EXTRACT TO READ below:
Tuesday, August 12th, 2008 - 6:14 am



12 Aug

It’s my last night in Brugge – tomorrow I will take the train back to Amsterdam, closing the circle that I created when I flew from Amsterdam to Oslo last month on July 18. It’s quite sad to leave Brugge – I really like this town. Its atmosphere and buildings, the cobblestoned streets and alleys, its helpful and courteous locals who smile more freely – I’ve had a great time here. You may not find enough attractions to discover everyday if you stay in Brugge for too long. Two nights seem more than ample – but leaving Brugge is like saying goodbye to a newly-found friend.

Het Gravensteen, GhentI did also ‘meet’ Brugge’s more down-to-earth sibling, Ghent. After breakfast, I took the 30-minute train to Ghent and then took the tram to the city centre around Korenmarkt. Knowing that I only had limited time set me on a couple of Ghent’s landmarks that I wanted to visit. I made my way to the Het Gravensteen – a medieval castle a short stroll away from the city centre. There’s a movie that you can watch on a small portable device as you move from one spot to the next (helpfully numbered). The movie depicts how life was in the medieval time through the key characters: Filip and Mathilde. The cost of the movie guide is included in the admission ticket of €8 (less for students and children). I watched the movie from the introduction until the second spot, but it was getting quite cumbersome having to juggle the camera, my backpack, and the device, so regrettably I returned it to the desk. They probably thought that I was a ungrateful philistine who couldn’t appreciate the history of the place. Sorry! The castle complex is interesting though – the numbered panels do give good explanation on what the areas represent in the medieval time. You go through the tower, the meeting hall, the cellar, the walkway, and even the torture chamber and the latrine!
End of EXTRACT TO READ.
DATA SECTION below:
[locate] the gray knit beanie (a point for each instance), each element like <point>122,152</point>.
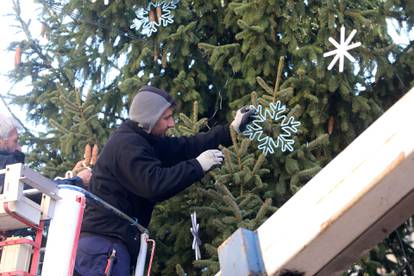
End of DATA SECTION.
SET OF TASKS:
A – In the travel entry, what does the admission ticket to Het Gravensteen cost?
B – List every part of the castle complex that the travel entry says visitors go through.

REPLIES:
A – €8, with a lower price for students and children.

B – The tower, the meeting hall, the cellar, the walkway, the torture chamber, and the latrine.